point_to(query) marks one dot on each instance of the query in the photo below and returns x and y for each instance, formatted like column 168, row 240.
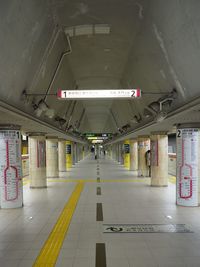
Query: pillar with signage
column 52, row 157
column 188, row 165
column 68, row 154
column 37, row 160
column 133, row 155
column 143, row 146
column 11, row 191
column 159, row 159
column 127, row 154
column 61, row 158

■ ■ ■ ■ ■ ■ ■

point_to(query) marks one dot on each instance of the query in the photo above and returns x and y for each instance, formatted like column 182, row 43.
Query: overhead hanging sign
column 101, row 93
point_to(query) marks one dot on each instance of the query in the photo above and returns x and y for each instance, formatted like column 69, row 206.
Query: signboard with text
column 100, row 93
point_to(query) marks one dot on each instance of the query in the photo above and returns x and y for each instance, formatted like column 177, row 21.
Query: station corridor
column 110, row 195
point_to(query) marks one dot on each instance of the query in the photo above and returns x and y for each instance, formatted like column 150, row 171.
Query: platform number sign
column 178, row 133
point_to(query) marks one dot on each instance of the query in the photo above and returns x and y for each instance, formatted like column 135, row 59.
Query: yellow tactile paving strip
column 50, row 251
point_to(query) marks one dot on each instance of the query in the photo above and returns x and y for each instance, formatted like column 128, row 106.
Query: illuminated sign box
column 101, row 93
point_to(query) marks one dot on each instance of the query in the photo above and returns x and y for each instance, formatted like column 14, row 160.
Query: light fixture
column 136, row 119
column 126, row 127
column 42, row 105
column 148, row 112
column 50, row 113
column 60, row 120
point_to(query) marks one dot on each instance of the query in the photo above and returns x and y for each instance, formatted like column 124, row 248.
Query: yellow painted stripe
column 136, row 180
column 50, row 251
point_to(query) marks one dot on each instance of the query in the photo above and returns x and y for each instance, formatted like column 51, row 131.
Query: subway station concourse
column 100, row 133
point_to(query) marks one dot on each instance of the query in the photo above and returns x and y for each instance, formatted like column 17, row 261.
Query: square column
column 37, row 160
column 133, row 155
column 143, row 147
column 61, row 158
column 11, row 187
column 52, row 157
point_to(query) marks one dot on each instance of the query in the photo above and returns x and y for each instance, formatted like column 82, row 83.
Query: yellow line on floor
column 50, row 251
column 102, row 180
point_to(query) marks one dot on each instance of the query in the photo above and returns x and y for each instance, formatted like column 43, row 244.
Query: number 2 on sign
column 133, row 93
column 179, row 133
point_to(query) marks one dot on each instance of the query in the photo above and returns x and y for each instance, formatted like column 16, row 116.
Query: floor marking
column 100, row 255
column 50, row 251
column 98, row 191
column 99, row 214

■ ■ ■ ■ ■ ■ ■

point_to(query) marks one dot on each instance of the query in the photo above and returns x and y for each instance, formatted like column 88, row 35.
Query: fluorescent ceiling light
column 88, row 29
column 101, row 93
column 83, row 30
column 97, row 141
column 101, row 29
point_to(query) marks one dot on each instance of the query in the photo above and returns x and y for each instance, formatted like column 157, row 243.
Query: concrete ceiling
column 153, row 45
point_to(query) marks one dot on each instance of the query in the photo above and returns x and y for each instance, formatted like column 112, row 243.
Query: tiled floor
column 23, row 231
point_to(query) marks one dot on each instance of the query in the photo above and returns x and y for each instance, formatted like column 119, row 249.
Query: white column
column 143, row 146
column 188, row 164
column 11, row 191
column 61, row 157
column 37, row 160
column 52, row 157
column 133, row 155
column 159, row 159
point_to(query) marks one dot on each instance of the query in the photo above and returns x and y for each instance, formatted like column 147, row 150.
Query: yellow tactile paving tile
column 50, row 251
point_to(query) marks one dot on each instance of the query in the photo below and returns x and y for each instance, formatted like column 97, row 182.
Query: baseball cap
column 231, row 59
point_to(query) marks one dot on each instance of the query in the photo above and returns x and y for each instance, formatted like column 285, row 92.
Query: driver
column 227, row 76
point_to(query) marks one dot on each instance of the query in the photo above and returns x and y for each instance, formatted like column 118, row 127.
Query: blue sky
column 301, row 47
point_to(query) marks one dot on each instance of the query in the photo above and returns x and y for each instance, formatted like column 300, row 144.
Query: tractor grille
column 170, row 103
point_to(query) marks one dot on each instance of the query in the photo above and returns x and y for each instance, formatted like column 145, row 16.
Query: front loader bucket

■ ■ ■ ■ ■ ■ ■

GIVEN REQUEST: Rewrite the lines from the one containing "16, row 116." up to and including the one containing "column 99, row 214", swapping "floor marking" for "painted floor line" and leaving everything else unchanged.

EXERCISE OUTPUT:
point_to(query) marks one dot on each instance of the query in the photo above and returns x and y for each instance, formatted like column 16, row 116.
Query: painted floor line
column 100, row 255
column 50, row 251
column 98, row 191
column 99, row 214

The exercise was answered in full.